§ Natural-language object grounding data:
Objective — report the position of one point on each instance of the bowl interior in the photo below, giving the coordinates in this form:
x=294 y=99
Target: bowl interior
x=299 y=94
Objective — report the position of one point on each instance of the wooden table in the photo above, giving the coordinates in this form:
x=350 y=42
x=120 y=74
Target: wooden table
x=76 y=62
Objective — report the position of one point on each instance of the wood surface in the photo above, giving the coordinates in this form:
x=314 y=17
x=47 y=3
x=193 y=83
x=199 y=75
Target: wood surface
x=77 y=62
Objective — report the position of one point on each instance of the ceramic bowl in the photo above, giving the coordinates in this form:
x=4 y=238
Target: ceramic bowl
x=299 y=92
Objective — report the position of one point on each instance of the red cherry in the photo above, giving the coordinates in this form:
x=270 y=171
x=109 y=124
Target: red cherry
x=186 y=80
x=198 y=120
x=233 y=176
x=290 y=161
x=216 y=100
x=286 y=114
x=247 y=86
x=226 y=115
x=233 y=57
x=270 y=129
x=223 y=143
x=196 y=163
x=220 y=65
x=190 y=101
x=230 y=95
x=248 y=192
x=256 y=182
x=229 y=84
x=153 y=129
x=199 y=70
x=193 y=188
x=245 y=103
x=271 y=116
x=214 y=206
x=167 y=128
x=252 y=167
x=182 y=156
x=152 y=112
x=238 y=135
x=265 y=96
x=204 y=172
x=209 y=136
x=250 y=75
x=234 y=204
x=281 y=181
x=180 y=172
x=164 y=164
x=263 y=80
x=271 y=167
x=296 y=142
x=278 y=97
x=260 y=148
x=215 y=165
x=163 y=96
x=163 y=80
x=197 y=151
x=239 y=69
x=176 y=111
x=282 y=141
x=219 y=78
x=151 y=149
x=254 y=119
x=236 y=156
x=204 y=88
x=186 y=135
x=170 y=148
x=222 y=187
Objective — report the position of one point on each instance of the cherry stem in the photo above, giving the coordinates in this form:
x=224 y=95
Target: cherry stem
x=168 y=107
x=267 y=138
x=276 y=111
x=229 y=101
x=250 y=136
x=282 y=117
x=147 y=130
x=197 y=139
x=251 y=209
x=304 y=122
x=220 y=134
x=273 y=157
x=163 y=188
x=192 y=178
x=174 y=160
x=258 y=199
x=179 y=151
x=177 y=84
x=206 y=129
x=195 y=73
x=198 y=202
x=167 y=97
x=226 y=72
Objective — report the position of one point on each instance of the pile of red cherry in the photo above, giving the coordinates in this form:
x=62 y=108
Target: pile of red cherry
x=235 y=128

§ Aim of the exercise:
Lines after the one containing "x=109 y=124" are not part of the task. Output the entries exactly from their first line through that one.

§ Reply to the task:
Objective — report the position of one point on each instance of the bowl interior in the photo below, giving the coordinates in this form:
x=294 y=99
Target: bowl interior
x=299 y=94
Objective — report the position of one point on each instance of the wooden table in the photo above, giving the coordinates in this form:
x=350 y=42
x=120 y=74
Target: wooden table
x=76 y=62
Objective — report the position of one point on each instance of the wood surface in the photo above, giving the coordinates in this form:
x=314 y=17
x=47 y=3
x=193 y=83
x=199 y=75
Target: wood surface
x=77 y=62
Objective — report the position of one point on each instance of the ceramic bowl in the photo above, giving the coordinates in this form:
x=4 y=238
Target: ceramic bowl
x=299 y=92
Objective — report the position of one point on each instance of the red cherry in the photo above, giving the coordinates in this form:
x=270 y=171
x=109 y=124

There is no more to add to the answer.